The first is an on-demand instance. You can spin these servers up or down whenever you want.
An extra large server costs you $0.64/hour if you rent it on-demand.
The second type of server is a reserved instance. To use a reserved instance, you must
pay a large fixed cost. After that, to use the server you pay a much lower hourly rate.
The specific costs:
1. Heavy utilization - $1560/year $0.128/hour
2. Medium utilization - $1280/year, $0.192/hour
2. Light utilization - $552/year, $0.312/hour
I'll demonstrate shortly (with a few lines of Haskell) how to use linear programming to
provide sufficient capacity while minimizing your costs.
Introduction
------------
Linear programming is the science of solving a deceptively simple math problem:
find argmax f(x)
subject to constraint: M*x >= v
Here, `x` is a finite dimensional vector, in computational terms, an array with
N elements in it.
`f(x)` is a linear function of type: `R^N -> R` (vectors of `N` real numbers to a
single real number) with the property that `f(a*x+y)=a*f(x)+f(y)`. Here, `a` is
a scalar, and `y` is also a vector. `f(x)` is typically called the *objective function*.
The constraint takes the form `M*x >= v`, where `M` is a matrix, and `v` is a vector.
Inequality is interpreted pointwise. A simple example:
find argmax 1.5*x+y
subject to:
x >= 0
y >= 0
-1*x + -2*y >= 4
The constraints demand that the solution `(x, y)` lives in a bounded set, specifically
the triangle with vertices `(0,0)`, `(4,0)` and `(0,2)`. And the goal is to make `1.5*x+y`
as big as possible.

### Stated task a
Reproduce the whole passage on server costs and linear programming, word for word and without changes.

### Data drawn from a collection
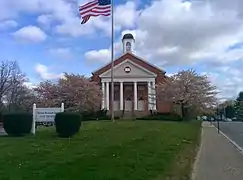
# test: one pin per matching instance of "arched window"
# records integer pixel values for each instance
(128, 46)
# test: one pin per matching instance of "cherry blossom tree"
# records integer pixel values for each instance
(189, 90)
(77, 92)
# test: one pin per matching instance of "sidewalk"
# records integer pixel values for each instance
(217, 157)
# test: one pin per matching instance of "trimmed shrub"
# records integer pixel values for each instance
(17, 124)
(95, 115)
(67, 123)
(162, 116)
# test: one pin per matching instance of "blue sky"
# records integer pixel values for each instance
(48, 39)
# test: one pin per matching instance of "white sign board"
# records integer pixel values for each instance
(46, 114)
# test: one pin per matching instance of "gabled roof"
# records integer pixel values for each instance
(134, 59)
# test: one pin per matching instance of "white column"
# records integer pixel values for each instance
(121, 95)
(107, 96)
(103, 95)
(149, 95)
(135, 96)
(154, 95)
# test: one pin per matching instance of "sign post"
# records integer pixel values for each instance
(44, 115)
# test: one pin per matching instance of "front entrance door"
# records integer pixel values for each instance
(128, 104)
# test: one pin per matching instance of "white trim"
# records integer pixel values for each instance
(128, 79)
(135, 57)
(128, 61)
(156, 67)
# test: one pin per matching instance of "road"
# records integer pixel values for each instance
(234, 130)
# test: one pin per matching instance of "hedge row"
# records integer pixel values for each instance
(162, 116)
(20, 124)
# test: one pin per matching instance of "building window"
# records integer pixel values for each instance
(127, 69)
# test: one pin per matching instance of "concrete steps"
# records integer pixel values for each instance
(129, 114)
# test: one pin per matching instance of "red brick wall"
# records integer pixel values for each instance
(161, 106)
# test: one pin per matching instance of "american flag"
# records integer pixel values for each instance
(95, 8)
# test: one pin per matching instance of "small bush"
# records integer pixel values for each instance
(95, 115)
(17, 124)
(162, 116)
(67, 123)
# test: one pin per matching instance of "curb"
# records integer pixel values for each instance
(240, 149)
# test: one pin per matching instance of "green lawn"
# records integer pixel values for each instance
(131, 150)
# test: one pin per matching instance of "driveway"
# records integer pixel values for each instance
(234, 130)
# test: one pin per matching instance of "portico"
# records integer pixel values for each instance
(134, 82)
(136, 95)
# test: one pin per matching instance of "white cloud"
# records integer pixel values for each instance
(45, 73)
(8, 24)
(126, 15)
(63, 15)
(45, 19)
(101, 55)
(30, 34)
(30, 85)
(64, 53)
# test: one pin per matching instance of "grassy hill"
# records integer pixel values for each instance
(131, 150)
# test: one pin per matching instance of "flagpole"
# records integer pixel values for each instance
(112, 61)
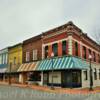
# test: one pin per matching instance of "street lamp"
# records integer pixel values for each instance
(91, 77)
(52, 55)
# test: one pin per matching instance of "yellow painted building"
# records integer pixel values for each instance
(14, 61)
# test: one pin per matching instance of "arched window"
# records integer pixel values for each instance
(76, 49)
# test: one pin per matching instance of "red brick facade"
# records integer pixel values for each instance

### Stated task b
Pick out every line of the entries above that contains the string "building", treating uppercase and lowercase as different.

### Worked solution a
The first is an on-demand instance. You can spin these servers up or down whenever you want.
An extra large server costs you $0.64/hour if you rent it on-demand.
The second type of server is a reserved instance. To use a reserved instance, you must
pay a large fixed cost. After that, to use the server you pay a much lower hourly rate.
The specific costs:
1. Heavy utilization - $1560/year $0.128/hour
2. Medium utilization - $1280/year, $0.192/hour
2. Light utilization - $552/year, $0.312/hour
I'll demonstrate shortly (with a few lines of Haskell) how to use linear programming to
provide sufficient capacity while minimizing your costs.
Introduction
------------
Linear programming is the science of solving a deceptively simple math problem:
find argmax f(x)
subject to constraint: M*x >= v
Here, `x` is a finite dimensional vector, in computational terms, an array with
N elements in it.
`f(x)` is a linear function of type: `R^N -> R` (vectors of `N` real numbers to a
single real number) with the property that `f(a*x+y)=a*f(x)+f(y)`. Here, `a` is
a scalar, and `y` is also a vector. `f(x)` is typically called the *objective function*.
The constraint takes the form `M*x >= v`, where `M` is a matrix, and `v` is a vector.
Inequality is interpreted pointwise. A simple example:
find argmax 1.5*x+y
subject to:
x >= 0
y >= 0
-1*x + -2*y >= 4
The constraints demand that the solution `(x, y)` lives in a bounded set, specifically
the triangle with vertices `(0,0)`, `(4,0)` and `(0,2)`. And the goal is to make `1.5*x+y`
as big as possible.

### Worked solution b
# test: one pin per matching instance of "building window"
# test: one pin per matching instance of "yellow painted building"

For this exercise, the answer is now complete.